- **What you will do**
Report each line of the listing below that contains the word "scans", copying those lines in full.

···

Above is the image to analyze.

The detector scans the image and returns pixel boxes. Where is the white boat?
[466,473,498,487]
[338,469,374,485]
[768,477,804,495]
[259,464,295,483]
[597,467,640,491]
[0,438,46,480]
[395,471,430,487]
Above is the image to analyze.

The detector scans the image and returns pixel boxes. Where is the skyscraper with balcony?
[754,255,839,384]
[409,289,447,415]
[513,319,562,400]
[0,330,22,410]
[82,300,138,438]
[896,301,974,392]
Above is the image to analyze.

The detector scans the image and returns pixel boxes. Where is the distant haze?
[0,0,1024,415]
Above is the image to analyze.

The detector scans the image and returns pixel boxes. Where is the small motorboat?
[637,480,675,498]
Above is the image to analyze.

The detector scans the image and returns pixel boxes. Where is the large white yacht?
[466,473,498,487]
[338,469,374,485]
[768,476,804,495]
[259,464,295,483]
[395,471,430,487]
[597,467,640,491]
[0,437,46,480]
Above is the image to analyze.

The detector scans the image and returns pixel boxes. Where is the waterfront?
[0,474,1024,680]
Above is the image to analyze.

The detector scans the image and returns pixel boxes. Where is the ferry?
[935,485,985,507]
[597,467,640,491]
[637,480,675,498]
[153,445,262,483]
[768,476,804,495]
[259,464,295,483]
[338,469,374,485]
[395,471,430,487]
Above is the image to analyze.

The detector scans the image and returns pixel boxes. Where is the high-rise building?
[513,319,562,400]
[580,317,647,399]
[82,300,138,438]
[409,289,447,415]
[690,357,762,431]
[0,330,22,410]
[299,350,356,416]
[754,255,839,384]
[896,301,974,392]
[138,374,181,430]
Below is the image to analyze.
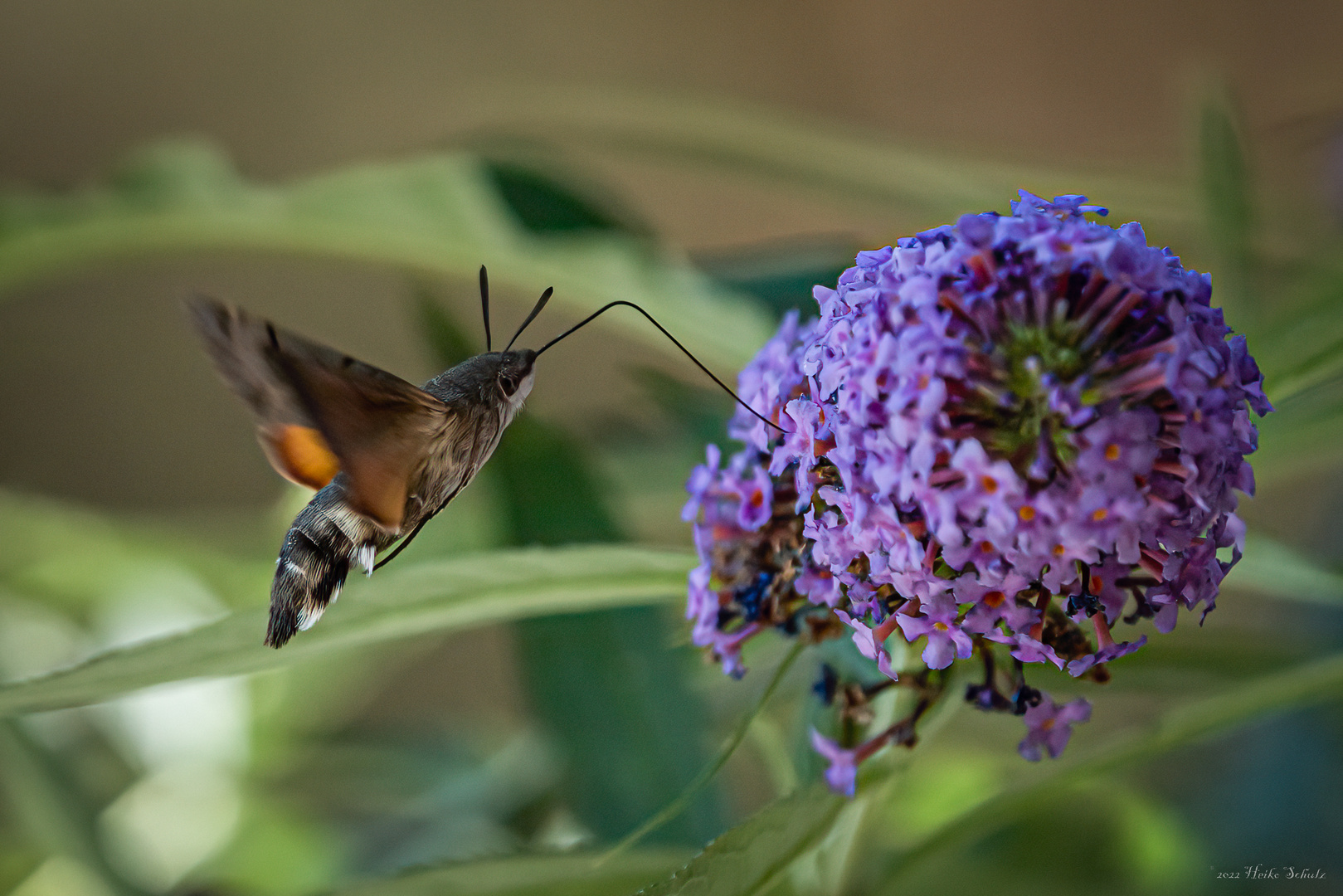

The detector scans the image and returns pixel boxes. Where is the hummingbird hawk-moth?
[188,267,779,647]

···

- **Written response**
The detector scans the image and returns pixel boxes. Where is the white boat?
The detector scans the image and returns pixel boxes. Where is the skyscraper with balcony?
The detector scans the image and returns pixel boxes. Where is the distant haze?
The detector scans the image and returns pixel boxes. Where is the small motorboat?
The detector scans the image and returns pixel boxes. Where is the large white yacht?
The detector scans the image and returns pixel boxes. Where is the waterfront?
The detector scans the image and returns pixel boxes. Where is the ferry?
The detector scans the image and returns pixel boxes. Where is the high-rise building?
The detector scans the image and returns pixel boxes. Where is the hummingbird hawk-moth?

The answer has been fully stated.